- Assignment -
Transcribe only the last portion of the material: exactly the lines from the one with "green foliage, put" through the end, inclusive.

- Exercise material -

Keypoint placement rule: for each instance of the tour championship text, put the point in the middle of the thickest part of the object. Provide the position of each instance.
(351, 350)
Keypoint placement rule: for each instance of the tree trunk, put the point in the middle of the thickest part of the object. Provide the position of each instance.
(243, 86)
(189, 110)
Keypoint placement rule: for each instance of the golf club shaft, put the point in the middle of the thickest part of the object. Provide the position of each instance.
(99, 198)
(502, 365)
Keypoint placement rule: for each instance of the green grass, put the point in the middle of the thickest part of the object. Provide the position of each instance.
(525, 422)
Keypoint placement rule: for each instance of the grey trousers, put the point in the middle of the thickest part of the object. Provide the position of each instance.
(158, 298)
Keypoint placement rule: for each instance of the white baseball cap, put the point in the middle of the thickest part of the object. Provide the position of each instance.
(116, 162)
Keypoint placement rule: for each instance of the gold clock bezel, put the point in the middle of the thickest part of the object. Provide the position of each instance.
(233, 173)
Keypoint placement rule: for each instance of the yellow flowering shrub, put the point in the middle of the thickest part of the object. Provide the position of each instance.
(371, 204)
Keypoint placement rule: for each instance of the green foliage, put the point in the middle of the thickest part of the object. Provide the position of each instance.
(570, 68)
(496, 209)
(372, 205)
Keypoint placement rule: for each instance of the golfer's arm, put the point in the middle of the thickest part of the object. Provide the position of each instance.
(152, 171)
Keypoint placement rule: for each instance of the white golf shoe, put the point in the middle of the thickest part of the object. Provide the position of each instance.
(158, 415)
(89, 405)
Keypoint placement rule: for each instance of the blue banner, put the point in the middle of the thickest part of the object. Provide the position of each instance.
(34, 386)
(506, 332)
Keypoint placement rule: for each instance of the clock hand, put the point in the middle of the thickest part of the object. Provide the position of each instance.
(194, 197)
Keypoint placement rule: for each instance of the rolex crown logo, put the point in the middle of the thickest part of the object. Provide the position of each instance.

- Exercise output -
Keypoint placement rule: for each instance of the green foliage, put the point in the middle of the thickest part of the object. Provide the position of each instance.
(570, 68)
(496, 209)
(372, 205)
Keypoint placement rule: for each instance of the golfer's arm, put the point in the middle of the thickest part of the object. Provide the position of each instance.
(152, 171)
Keypoint placement rule: for each instance of the white golf shoe, put the point in the middle of the thickest part of the object. Provide the position of each instance.
(158, 415)
(89, 405)
Keypoint placement rule: for each instance of the blue banner, put the point in the middle of the thickest part of the object. Provide the position of each instance.
(34, 386)
(506, 332)
Keypoint placement rule: for each instance of the clock hand, put the point in the middle of the thickest part of the object. Provide the position of each instance.
(194, 197)
Keypoint placement rule: for each instance of the rolex crown logo, put the point in the middle of the thickest part of the object. Provide the position of each instance.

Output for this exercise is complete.